■ EXCERPTED TEXT ■
◇ ◇ ◇ ◇

Shader Part 1


If you have just recently got interested in shader programming then it can be hard to get to grips with to start with.  This tutorial will take you through the basic steps to get a surface and a fragment shader working.  It will also introduce you to some of the functions and variables in Unity’s shader includes which can differ from the documentation you find online.

You should read this article if:

  • You are new to shader programming in general
  • You want to build shaders to do cool things in your game but you can’t find one that fits your needs
  • Strumpy Shader Editor isn’t helping because you don’t get the basic principles
  • You want to manipulate textures inside your shader

This is the first of several articles that will build up to much more complex shaders.  This first article is very simple indeed.

About The Author

I’m new to shader programming too – so I decided to write this guide to help people get to grips with the starting point of shaders that I had so much trouble over.  I am decidedly not an expert shader programmer.

I read and re-read the documentation trying to work out what I wanted to know and it just wasn’t in the right order for me.  So I thought I’d build this tutorial and share the knowledge I used.  Now when I read the documentation it makes a lot more sense!

While all of the examples in this tutorial work, there maybe better ways of doing some of these things.  If you know one – please add a comment!

My reason for getting into shader programming was to build something that I needed for a world populated with an endless array of different characters.  I needed to build a combined mesh out of multiple parts so I only have one draw call per character.

Having enabled and disabled different items of clothing I modify the base meshes with Megafiers – then I need to have only 1 texture for all of the new models but I need to be able to colour skin, clothing and everything else differently for each character.

I came up with a plan that uses 3 tiny 4×4 textures that are unique for every character and a shader to do the work of using these to colour the model.  I’m planning to fully explain this shader in this tutorial series.

Shaders & Materials

Ok so a shader‘s job is to take your mesh and render it on the screen.  A shader can define a number of properties that you will use to affect what is displayed when your model is rendered – the settings of those properties when stored are a material.

Shaders come in a number of flavours:

  • Surface shaders – these remove most of the hard work and are great for many circumstances
  • Fragment shaders – make you do much more work, are harder to write, but also allow you to do low level things like Vertex lighting which is useful on mobile devices and multiple passes which are necessary for more advanced effects.
In this article we will concentrate on Surface shaders

Resources for Writing Shaders

So the three most important resources you can use for information on writing shaders are:

The Shader Pipeline

You are going to find a lot of stuff about the pipeline of shaders – I’m going to dumb this down to my level.

The job of a shader is to take some 3D geometry and turn it into pixels on a 2D screen.  The good news is that you only get involved in a couple of bits of that process.  For a surface shader it looks like this:


Note that you are really not setting the final color of the pixel which will be lit after your function exits, this means you can pass out a normal to affect the lighting

A fragment shader has a similar path but actually has to have the Vertex Function and needs to do a lot of work in it to work out information for the pixel part.  Surface shaders hide that.

So that’s how your code is called, let’s look at what your code needs to look like:


You are going to write a shader and it’s probably going to have some properties and it will have one or more subshaders.  The subshader used will depend on the platform that you are running on. You should also specify a Fallback shader that will be used if none of your subshaders can be run on the target device.

◇ ◇ ◇ ◇

■ DATA ENTRIES ■

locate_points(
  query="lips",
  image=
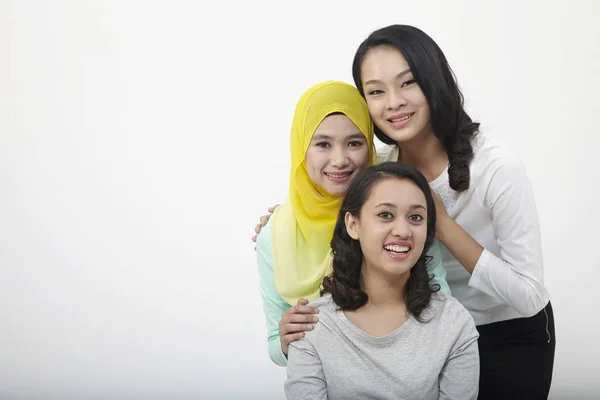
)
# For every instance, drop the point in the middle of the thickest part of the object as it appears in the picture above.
(400, 120)
(338, 177)
(398, 250)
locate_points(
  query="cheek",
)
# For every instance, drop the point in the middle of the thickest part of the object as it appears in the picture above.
(360, 158)
(313, 162)
(374, 107)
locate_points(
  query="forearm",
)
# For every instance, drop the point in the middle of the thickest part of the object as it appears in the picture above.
(275, 352)
(462, 245)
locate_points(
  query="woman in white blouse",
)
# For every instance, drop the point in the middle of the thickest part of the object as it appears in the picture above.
(487, 219)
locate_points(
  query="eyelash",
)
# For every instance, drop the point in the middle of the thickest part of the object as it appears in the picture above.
(419, 218)
(354, 143)
(387, 216)
(405, 84)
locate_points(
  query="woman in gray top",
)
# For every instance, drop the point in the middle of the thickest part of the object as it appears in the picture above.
(383, 332)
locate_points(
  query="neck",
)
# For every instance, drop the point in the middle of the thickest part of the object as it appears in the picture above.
(384, 290)
(426, 153)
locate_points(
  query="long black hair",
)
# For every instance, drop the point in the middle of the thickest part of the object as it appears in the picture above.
(449, 120)
(344, 283)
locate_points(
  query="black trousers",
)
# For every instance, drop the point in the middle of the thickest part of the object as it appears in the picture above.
(517, 357)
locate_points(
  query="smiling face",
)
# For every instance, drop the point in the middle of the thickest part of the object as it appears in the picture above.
(396, 103)
(391, 228)
(337, 151)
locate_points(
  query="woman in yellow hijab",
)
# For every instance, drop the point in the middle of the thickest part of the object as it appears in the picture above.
(331, 140)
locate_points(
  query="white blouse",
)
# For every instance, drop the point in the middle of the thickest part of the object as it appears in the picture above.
(498, 211)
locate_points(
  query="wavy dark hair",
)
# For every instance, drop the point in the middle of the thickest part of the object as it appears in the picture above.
(449, 120)
(344, 283)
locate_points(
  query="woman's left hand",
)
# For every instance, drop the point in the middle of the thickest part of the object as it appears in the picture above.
(441, 215)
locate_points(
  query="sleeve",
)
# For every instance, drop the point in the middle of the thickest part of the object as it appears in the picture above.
(517, 275)
(436, 269)
(273, 304)
(459, 379)
(305, 377)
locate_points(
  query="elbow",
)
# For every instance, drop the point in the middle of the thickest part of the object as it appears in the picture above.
(533, 301)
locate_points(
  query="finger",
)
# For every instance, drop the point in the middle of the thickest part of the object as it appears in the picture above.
(302, 302)
(300, 310)
(295, 328)
(292, 338)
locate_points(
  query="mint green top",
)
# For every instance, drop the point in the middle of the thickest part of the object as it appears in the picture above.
(274, 305)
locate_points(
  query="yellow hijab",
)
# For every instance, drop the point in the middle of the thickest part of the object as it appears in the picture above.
(302, 227)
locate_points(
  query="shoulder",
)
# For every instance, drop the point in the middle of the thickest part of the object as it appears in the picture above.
(263, 239)
(328, 317)
(324, 304)
(448, 311)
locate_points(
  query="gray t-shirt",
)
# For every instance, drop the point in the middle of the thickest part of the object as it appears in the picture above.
(436, 359)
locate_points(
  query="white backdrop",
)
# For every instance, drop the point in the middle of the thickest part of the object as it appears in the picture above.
(140, 142)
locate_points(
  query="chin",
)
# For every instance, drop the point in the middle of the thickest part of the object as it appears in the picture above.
(337, 190)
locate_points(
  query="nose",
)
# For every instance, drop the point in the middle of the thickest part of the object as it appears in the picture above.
(395, 99)
(339, 157)
(401, 229)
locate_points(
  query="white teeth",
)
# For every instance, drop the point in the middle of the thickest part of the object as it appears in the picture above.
(403, 118)
(338, 175)
(397, 249)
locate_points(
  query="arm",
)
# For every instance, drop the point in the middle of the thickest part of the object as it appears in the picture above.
(517, 275)
(459, 379)
(436, 269)
(305, 377)
(273, 305)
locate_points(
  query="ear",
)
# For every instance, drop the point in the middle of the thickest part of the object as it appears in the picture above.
(352, 225)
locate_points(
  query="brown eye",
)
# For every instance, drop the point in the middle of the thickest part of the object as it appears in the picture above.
(408, 82)
(385, 215)
(416, 218)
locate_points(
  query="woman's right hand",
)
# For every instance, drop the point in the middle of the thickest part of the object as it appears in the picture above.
(295, 321)
(262, 222)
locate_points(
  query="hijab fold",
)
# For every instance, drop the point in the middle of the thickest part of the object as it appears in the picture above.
(303, 226)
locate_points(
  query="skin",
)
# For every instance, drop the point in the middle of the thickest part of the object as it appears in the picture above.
(337, 148)
(337, 151)
(395, 212)
(391, 90)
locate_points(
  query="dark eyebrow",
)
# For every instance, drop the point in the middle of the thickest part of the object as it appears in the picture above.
(322, 136)
(411, 207)
(374, 81)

◇ ◇ ◇ ◇

■ EXERCISE SET ■
A) According to the shader tutorial, how many textures does the author's plan use for each character, and what size are they?
B) Retype the portion of the shader tutorial that opens with the words containing "I’m new to shader" and closes with "call per character.".
C) Write what comes next in the shader tutorial, picking up after its final sentence.

■ WRITTEN RESPONSES ■
A) Three textures, each 4×4.

B)
I’m new to shader programming too – so I decided to write this guide to help people get to grips with the starting point of shaders that I had so much trouble over.  I am decidedly not an expert shader programmer.

I read and re-read the documentation trying to work out what I wanted to know and it just wasn’t in the right order for me.  So I thought I’d build this tutorial and share the knowledge I used.  Now when I read the documentation it makes a lot more sense!

While all of the examples in this tutorial work, there maybe better ways of doing some of these things.  If you know one – please add a comment!

My reason for getting into shader programming was to build something that I needed for a world populated with an endless array of different characters.  I needed to build a combined mesh out of multiple parts so I only have one draw call per character.

C)
Each subshader has at least one pass at the data being brought in and the data going out.  You can use these passes to perform different operations, for example in a Grab Pass you could capture the pixels that are already rendered on the display where your object will appear.  This could be handy if you wanted some advanced distortion effect.  When you are beginning shader programming you will probably not be doing that though!  The other reason to have multiple passes is to have different things like write and ignore the depth buffer at different stages of creating your effect.

When you write a surface shader it is written directly inside the Subshader- the system compiles your code into multiple passes.

While a shader is writing to a 2D screen it is also maintaining how far away from the camera every pixel it writes is – this is so that should a subsequent piece of geometry actually be behind something that is already drawn then it won’t overwrite the pixel that is already there.You can control whether this Z buffer has any effect on your shader code or whether your shader writes to this buffer with commands inside the Pass: e.g. Zwrite Off which doesn’t update the Z buffer for anything you output.

You can use this as a technique to cut holes in other objects – by writing to the Z buffer, but never outputting any actual coloured pixels then the objects behind your model using this shader would not be written (because the Z buffer says something is there already).

So here’s some shader code:


Hopefully you can recognise the Properties section, the Subshader and the Fallback.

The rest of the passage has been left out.